◆ EXERCISE BRIEF
Copy everything from the start of the data down to and including the line containing "199 31 L 226", substituting "plastic bottle lid" for "red plastic cap" and keeping all else unchanged. Leave the pictures out.

◆ SUPPLIED RECORDS
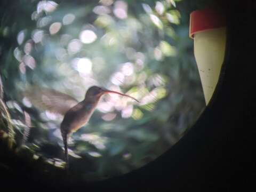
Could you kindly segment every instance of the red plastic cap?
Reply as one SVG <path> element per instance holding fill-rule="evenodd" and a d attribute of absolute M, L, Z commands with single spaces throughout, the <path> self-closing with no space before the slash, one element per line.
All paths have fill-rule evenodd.
<path fill-rule="evenodd" d="M 199 31 L 226 26 L 224 15 L 213 9 L 205 9 L 194 11 L 190 13 L 189 37 Z"/>

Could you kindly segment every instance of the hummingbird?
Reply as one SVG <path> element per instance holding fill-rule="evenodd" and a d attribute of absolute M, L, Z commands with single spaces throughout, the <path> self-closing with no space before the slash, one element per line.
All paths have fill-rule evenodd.
<path fill-rule="evenodd" d="M 68 139 L 72 133 L 87 124 L 101 96 L 107 93 L 127 97 L 139 102 L 129 95 L 97 86 L 90 87 L 85 93 L 84 99 L 81 102 L 68 95 L 51 89 L 44 89 L 37 91 L 33 89 L 32 92 L 27 92 L 25 95 L 34 105 L 64 115 L 60 124 L 60 131 L 64 145 L 66 169 L 68 171 L 69 166 Z"/>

◆ COMPLETE OUTPUT
Could you kindly segment every instance of the plastic bottle lid?
Reply as one SVG <path> element per instance holding fill-rule="evenodd" and a d attribute of absolute M, L, Z commands with single spaces throughout, the <path> self-closing with no space before the slash, one element per line.
All paths have fill-rule evenodd.
<path fill-rule="evenodd" d="M 199 31 L 226 26 L 224 15 L 213 9 L 205 9 L 194 11 L 190 13 L 189 37 Z"/>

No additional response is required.